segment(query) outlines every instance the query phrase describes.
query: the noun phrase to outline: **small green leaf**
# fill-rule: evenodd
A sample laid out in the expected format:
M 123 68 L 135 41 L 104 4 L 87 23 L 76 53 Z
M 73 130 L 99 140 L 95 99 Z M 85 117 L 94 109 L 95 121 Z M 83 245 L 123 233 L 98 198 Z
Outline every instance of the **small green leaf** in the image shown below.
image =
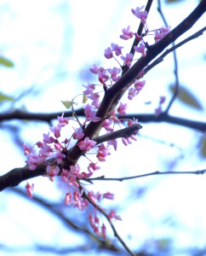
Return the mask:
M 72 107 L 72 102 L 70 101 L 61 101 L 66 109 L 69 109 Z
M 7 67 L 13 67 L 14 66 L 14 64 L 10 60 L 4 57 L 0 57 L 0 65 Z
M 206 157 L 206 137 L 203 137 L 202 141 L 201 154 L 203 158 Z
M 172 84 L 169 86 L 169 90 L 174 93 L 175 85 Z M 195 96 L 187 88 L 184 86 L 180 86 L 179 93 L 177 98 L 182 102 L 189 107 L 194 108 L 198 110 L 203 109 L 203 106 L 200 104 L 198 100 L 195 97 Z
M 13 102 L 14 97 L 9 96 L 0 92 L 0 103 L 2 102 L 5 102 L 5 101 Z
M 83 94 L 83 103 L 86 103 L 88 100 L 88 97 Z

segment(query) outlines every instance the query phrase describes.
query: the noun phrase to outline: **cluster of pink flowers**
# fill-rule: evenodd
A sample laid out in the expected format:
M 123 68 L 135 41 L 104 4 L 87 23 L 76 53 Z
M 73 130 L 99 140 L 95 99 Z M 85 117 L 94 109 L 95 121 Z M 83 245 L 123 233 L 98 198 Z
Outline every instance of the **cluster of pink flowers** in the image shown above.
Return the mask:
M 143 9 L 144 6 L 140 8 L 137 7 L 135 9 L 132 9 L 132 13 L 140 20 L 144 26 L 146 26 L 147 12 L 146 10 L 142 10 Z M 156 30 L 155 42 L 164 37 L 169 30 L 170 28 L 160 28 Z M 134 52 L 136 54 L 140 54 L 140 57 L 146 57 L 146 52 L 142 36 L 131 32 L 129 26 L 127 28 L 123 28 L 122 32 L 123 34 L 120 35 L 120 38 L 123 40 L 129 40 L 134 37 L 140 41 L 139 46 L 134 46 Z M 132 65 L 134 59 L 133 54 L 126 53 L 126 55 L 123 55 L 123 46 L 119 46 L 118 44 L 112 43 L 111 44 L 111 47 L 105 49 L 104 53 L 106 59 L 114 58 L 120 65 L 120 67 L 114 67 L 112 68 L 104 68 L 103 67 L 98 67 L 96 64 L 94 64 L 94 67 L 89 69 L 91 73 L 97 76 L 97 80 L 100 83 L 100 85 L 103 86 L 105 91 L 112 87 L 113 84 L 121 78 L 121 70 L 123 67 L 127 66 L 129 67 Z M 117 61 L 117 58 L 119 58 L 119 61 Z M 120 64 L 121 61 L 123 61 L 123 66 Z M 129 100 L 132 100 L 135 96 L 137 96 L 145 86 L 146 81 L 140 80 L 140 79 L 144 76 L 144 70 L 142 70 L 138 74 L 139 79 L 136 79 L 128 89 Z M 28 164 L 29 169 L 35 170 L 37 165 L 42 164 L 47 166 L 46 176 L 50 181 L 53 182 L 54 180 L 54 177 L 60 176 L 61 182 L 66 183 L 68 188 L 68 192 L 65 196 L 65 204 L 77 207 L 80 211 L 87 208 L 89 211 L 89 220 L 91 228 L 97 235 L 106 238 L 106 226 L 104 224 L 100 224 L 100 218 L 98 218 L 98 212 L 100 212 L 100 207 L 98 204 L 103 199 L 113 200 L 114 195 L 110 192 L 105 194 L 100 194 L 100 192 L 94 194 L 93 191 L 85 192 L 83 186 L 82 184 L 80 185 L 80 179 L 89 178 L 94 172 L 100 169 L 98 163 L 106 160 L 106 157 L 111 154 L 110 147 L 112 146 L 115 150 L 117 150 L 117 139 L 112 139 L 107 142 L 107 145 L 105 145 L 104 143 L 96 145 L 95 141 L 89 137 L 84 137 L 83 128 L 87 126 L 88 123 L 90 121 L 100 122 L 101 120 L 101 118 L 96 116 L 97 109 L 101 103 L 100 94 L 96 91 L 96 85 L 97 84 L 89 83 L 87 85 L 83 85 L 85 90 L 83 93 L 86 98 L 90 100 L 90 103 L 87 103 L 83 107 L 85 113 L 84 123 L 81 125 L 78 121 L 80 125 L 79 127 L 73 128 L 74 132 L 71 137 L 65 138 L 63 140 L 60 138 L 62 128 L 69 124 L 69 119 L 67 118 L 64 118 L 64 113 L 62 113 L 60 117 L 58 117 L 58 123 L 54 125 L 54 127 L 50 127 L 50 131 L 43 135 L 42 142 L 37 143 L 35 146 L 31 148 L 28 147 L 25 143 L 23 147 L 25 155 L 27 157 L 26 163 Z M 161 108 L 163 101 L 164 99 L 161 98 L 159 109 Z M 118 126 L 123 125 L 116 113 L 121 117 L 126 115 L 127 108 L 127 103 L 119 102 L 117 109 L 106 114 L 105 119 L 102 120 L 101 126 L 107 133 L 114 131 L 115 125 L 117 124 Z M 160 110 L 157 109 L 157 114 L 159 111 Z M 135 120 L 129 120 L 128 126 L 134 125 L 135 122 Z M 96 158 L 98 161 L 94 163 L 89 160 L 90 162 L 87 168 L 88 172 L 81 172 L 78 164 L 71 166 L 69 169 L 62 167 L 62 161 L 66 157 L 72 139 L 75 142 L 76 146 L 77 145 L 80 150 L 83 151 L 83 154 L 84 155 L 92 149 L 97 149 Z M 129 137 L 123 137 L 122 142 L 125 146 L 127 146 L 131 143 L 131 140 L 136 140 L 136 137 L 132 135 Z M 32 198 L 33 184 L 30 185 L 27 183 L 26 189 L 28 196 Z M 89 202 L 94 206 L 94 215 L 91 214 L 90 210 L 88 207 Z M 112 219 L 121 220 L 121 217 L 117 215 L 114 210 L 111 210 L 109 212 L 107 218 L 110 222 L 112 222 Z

** Written exercise **
Recast every line of the listing above as a numbered list, skipping the blank lines. Leave the picture out of your answer.

** Finished answer **
1. segment(query) outlines every instance the query phrase describes.
2. query: the noun phrase to outline: **small green leaf**
3. # fill-rule: evenodd
4. A sample laid out in the expected format:
5. M 123 68 L 135 41 L 104 4 L 87 23 L 76 53 Z
6. M 73 130 L 99 140 L 95 99 Z M 85 117 L 94 109 L 95 121 Z M 83 245 L 123 233 L 98 198 Z
7. Outline every instance of the **small green leaf** in the image shown below.
8. image =
9. Return the mask:
10. M 72 107 L 72 102 L 70 101 L 61 101 L 66 109 L 69 109 Z
11. M 7 67 L 13 67 L 14 66 L 14 64 L 10 60 L 4 57 L 0 57 L 0 65 Z
12. M 206 157 L 206 137 L 203 137 L 202 141 L 201 154 L 203 158 Z
13. M 172 84 L 169 86 L 169 90 L 174 93 L 175 85 Z M 195 96 L 187 88 L 184 86 L 180 86 L 179 93 L 177 98 L 182 102 L 189 107 L 194 108 L 198 110 L 203 109 L 203 106 L 200 104 L 198 100 L 195 97 Z
14. M 13 102 L 14 97 L 9 96 L 0 92 L 0 103 L 2 102 L 5 102 L 5 101 Z
15. M 83 94 L 83 103 L 86 103 L 88 100 L 88 97 Z
16. segment(query) outlines every instance the query phrase describes.
17. query: the noun phrase to outline: **cluster of pink flowers**
18. # fill-rule: evenodd
19. A sample laid out in the expected format:
20. M 123 68 L 135 41 L 104 4 L 87 23 L 76 53 Z
21. M 73 130 L 99 140 L 95 99 Z M 85 117 L 94 109 L 95 121 Z M 83 245 L 123 233 L 98 198 Z
22. Outline every instance of the **cluster of pink flowers** in the image shown above.
23. Return the mask:
24. M 143 9 L 144 6 L 140 8 L 137 7 L 135 9 L 132 9 L 132 13 L 140 20 L 144 26 L 146 26 L 147 12 L 146 10 L 142 10 Z M 156 30 L 155 42 L 164 37 L 169 30 L 170 28 L 160 28 Z M 134 52 L 136 54 L 140 54 L 140 57 L 146 57 L 146 52 L 142 36 L 131 32 L 129 26 L 127 28 L 123 28 L 122 32 L 123 34 L 120 35 L 120 38 L 123 40 L 129 40 L 134 37 L 140 41 L 139 46 L 134 46 Z M 132 65 L 134 59 L 133 54 L 126 53 L 126 55 L 123 55 L 123 46 L 119 46 L 118 44 L 112 43 L 111 44 L 111 47 L 105 49 L 104 53 L 106 59 L 114 58 L 120 65 L 120 67 L 114 67 L 112 68 L 104 68 L 103 67 L 98 67 L 96 64 L 94 64 L 94 67 L 89 69 L 91 73 L 97 76 L 97 80 L 100 83 L 100 85 L 103 86 L 105 91 L 112 87 L 113 84 L 121 78 L 121 70 L 123 67 L 127 66 L 129 67 Z M 117 61 L 117 58 L 119 58 L 119 61 Z M 120 64 L 121 61 L 123 61 L 123 66 Z M 129 100 L 132 100 L 135 96 L 137 96 L 145 86 L 146 81 L 140 80 L 140 79 L 144 76 L 144 70 L 142 70 L 138 74 L 139 79 L 136 79 L 128 89 Z M 28 164 L 29 169 L 35 170 L 37 165 L 42 164 L 47 166 L 46 176 L 50 181 L 53 182 L 54 180 L 54 177 L 60 176 L 61 182 L 66 183 L 68 188 L 68 192 L 65 196 L 65 204 L 77 207 L 80 211 L 87 208 L 89 211 L 89 220 L 91 228 L 97 235 L 106 238 L 106 226 L 104 224 L 100 224 L 100 218 L 98 218 L 98 212 L 100 212 L 100 207 L 98 204 L 103 199 L 113 200 L 114 195 L 110 192 L 105 194 L 100 194 L 100 192 L 94 194 L 93 191 L 85 192 L 83 186 L 82 184 L 80 185 L 80 179 L 89 178 L 94 172 L 100 169 L 98 163 L 106 160 L 106 157 L 111 154 L 110 147 L 112 146 L 115 150 L 117 150 L 117 139 L 112 139 L 107 142 L 107 145 L 105 145 L 104 143 L 96 145 L 95 141 L 89 137 L 84 137 L 83 128 L 87 126 L 88 123 L 90 121 L 100 122 L 101 120 L 101 118 L 96 116 L 97 109 L 101 103 L 100 94 L 96 91 L 96 85 L 97 84 L 89 83 L 87 85 L 83 85 L 85 90 L 83 93 L 86 98 L 90 100 L 90 103 L 87 103 L 83 107 L 85 113 L 84 123 L 81 125 L 78 121 L 80 125 L 79 127 L 73 128 L 74 132 L 71 137 L 65 138 L 63 140 L 60 138 L 62 128 L 69 124 L 69 119 L 67 118 L 64 118 L 64 113 L 62 113 L 60 117 L 58 117 L 58 123 L 54 125 L 54 127 L 50 127 L 50 131 L 43 135 L 42 142 L 37 143 L 35 146 L 31 148 L 28 147 L 25 143 L 23 147 L 25 155 L 27 157 L 26 163 Z M 161 108 L 163 101 L 164 99 L 161 98 L 159 109 Z M 118 126 L 123 125 L 116 113 L 121 117 L 126 115 L 127 108 L 127 103 L 119 102 L 117 109 L 106 114 L 105 119 L 102 120 L 101 126 L 107 133 L 114 131 L 115 125 L 117 124 Z M 160 110 L 157 109 L 157 114 L 159 111 Z M 135 120 L 129 120 L 128 126 L 134 125 L 135 122 Z M 96 158 L 98 161 L 94 163 L 89 160 L 90 162 L 87 168 L 88 172 L 81 172 L 78 164 L 71 166 L 69 169 L 62 167 L 62 161 L 66 157 L 72 139 L 75 142 L 76 146 L 77 145 L 80 150 L 83 151 L 83 154 L 84 155 L 92 149 L 97 149 Z M 129 137 L 123 137 L 122 142 L 125 146 L 127 146 L 131 143 L 131 140 L 136 140 L 136 137 L 132 135 Z M 32 198 L 33 184 L 30 185 L 27 183 L 26 189 L 28 196 Z M 89 202 L 94 206 L 94 215 L 91 214 L 90 210 L 88 207 Z M 112 219 L 121 220 L 121 217 L 117 215 L 114 210 L 111 210 L 109 212 L 107 218 L 110 222 L 112 222 Z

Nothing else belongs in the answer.